Сегодня мы должны сделать три вещи:

1) Определить условия и подготовить элементы ново­го Конгресса.

2) Организовать нашу Лигу, насколько это будет воз­можно, во всех странах Европы, распространить ее даже, и это нам кажется существенным, на Америку и учредить в каждой стране национальные комитеты и провинциаль­ные подкомитеты, предоставив каждому из них закон­ную, необходимую автономию и подчинив их всех иерар­хически Центральному комитету в Берне. Дать этим ко­митетам полномочия и необходимые инструкции для пропаганды и принятия новых членов.

3) Для этой пропаганды основать газету. Не очевидно ли, что для того, чтобы хорошо выпол­нить эти три вещи, мы должны предварительно вырабо­тать принципы, которые бы определили, уже без всякой двусмысленности, природу и цель Лиги. Эти принципы, с одной стороны, вдохновят и направят нашу как пись­менную, так и устную пропаганду, а с другой стороны, по­служат условиями и основой при принятии новых чле­нов. Последний пункт, господа, представляется нам чрез­вычайно важным. Ибо будущее нашей Лиги полностью зависит от склонностей, идей и тенденций как политиче­ских и социальных, так и экономических и нравственных, от этой массы новых людей, для которых мы откроем на­ши ряды. Образуя институт в высшей степени демократический, мы не будем претендовать на управление нашим народом, т. е. массой наших приверженцев, сверху до­низу, и как только мы организуемся, мы никогда не по­зволим себе навязывать им авторитарно наши идеи. На­против, мы хотим, чтобы все наши провинциальные под­комитеты и национальные комитеты, вплоть до централь­ного или интернационального комитета, избирались сни­зу доверху голосованием наших приверженцев во всех странах и поэтому стали верным и послушным выраже­нием их чувств, идей и воли. Но ныне, именно потому, что мы решили подчиняться во всем, что будет касаться общего дела Лиги, желаниям большинства, ныне, покуда мы находимся еще в малом числе, не должны ли мы, ес­ли мы не хотим, чтобы наша Лига когда-либо уклонилась от своей первоначальной идеи и от направления, придан­ного ей ее инициаторами, не должны ли мы принять ме­ры, чтобы никто, имеющий намерения, противополож­ные этой идее и этому направлению, не смог сделаться ее членом? Не должны ли мы организоваться таким обра­зом, чтобы огромное большинство наших приверженцев оставалось всегда верным вдохновляющим нас сегодня-чувствам, и установить такие правила приема членов, что­бы даже при смене личного состава наших комитетов дух Лиги остался неизменным?

Мы можем достигнуть этого не иначе, как выработав и определив наши принципы столь ясно, чтобы никто, бу­дучи в том или ином отношении против них, не смог проникнуть в наши ряды.

──────────────────────────────

ЧТО СДЕЛАТЬ
**a.** Какому комитету, согласно отрывку об организации Лиги, должны иерархически подчиняться национальные комитеты и провинциальные подкомитеты?
**b.** Продолжите отрывок об организации Лиги, начав сразу после его последнего предложения.

──────────────────────────────

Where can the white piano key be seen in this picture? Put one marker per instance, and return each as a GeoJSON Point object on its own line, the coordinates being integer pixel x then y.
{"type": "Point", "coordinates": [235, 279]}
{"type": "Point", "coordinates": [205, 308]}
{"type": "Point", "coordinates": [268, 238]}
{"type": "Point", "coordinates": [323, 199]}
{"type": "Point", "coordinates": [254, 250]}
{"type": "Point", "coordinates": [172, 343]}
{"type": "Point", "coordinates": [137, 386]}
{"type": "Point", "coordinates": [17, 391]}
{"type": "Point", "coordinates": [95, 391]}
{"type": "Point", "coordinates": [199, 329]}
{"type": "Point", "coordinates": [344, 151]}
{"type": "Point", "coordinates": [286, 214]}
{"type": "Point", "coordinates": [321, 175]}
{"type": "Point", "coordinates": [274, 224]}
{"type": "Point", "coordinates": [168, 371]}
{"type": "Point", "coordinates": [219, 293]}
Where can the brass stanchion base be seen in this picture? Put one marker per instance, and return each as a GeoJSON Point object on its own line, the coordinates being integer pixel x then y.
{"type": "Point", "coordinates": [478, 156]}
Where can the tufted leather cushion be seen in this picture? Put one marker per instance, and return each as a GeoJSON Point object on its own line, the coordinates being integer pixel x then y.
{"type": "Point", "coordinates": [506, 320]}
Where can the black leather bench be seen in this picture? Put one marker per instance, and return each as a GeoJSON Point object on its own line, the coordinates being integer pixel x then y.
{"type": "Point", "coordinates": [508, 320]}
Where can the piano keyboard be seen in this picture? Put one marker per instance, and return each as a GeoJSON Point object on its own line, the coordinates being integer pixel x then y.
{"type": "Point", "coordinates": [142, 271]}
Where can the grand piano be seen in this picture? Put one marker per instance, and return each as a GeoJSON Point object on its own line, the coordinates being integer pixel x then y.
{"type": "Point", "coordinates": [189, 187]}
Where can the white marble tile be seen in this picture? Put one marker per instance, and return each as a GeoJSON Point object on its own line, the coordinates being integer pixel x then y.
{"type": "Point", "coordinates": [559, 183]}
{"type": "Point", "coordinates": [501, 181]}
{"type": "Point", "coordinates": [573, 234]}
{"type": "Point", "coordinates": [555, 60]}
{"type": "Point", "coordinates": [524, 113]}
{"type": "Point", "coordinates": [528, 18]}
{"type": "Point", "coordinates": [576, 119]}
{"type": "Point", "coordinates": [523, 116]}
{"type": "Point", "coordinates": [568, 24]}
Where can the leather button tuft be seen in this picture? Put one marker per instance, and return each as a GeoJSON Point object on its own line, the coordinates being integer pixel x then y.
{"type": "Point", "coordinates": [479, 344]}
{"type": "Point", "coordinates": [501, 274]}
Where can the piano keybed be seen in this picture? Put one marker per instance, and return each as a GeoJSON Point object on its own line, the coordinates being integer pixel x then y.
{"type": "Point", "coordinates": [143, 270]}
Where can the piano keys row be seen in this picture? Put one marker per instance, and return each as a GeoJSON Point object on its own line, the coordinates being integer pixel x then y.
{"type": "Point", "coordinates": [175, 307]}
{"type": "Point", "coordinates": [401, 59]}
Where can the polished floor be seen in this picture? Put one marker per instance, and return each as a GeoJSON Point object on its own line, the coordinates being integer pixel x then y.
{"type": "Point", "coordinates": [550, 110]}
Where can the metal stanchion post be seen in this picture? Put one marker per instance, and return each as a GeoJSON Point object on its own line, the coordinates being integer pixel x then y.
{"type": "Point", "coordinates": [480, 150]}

──────────────────────────────

ОТВЕТЫ ПО ЗАДАНИЯМ
**a.** Центральному комитету в Берне.

**b.**
Нет сомнения, что если мы будем избегать столь ясно выражать действительный характер своих принципов, число наших приверженцев может сделаться очень боль­шим. Мы могли бы даже в таком случае, как нам предла­гал делегат Базеля г. Шмидлин, принять в наши ряды много военных и священников, почему бы и не жандар­мов? — или по примеру Лиги Мира, основанной в Пари­же под высоким императорским покровительством гг. Мишелем Шевалье и Фредериком Пасси, нижайше просить некоторых знаменитых прусских, австрийских или русских принцесс соблаговолить принять звание по­четных членов нашей ассоциации. Но, как говорит посло­вица, кто многих обнимает, тот плохо прижимает; все эти драгоценные присоединения стоили бы нам нашего полного уничтожения и среди массы двусмысленностей и фраз, отравляющих в настоящее время общественное мнение Европы, стали бы еще одной плохой шуткой.

С другой стороны, очевидно, что если мы будем от­крыто провозглашать свои принципы, число наших при­верженцев будет ограничено, но, по крайней мере, это будут серьезные люди, на которых можно будет рассчи­тывать, — и наша искренняя, просвещенная, серьезная про­паганда будет не отравлять, а нравственно оздоровлять публику.

Итак, посмотрим, каковы принципы нашей новой ас­социации? Она называется Лигой Мира и Свободы. Это уже много; этим мы отличаемся от всех тех, которые стремят­ся к миру любой ценой, даже ценой свободы и человече­ского достоинства. Мы отличаемся также и от английско­го общества мира, которое, абстрагируясь от всякой поли­тики, воображает, что при современном устройстве госу­дарств в Европе мир возможен. В противоположность этим ультрапацифистским тенденциям парижского и ан­глийского обществ, наша Лига объявляет, что она не ве­рит в мир и что она желает мира лишь при высшем усло­вии свободы.

Свобода — это возвышенное слово, означающее вели­кое дело, которое никогда не перестанет воспламенять сердца всех живых людей. Но оно требует точного опре­деления. Иначе мы не избежим двусмысленности, и в на­ших рядах могут оказаться бюрократы — сторонники гра­жданской свободы, монархисты-конституционалисты, ли­беральные аристократы и буржуа, все те, кто в той или иной степени является защитником привилегий и естест­венным врагом демократии. Они могут составить боль­шинство среди нас под предлогом, что они тоже любят свободу.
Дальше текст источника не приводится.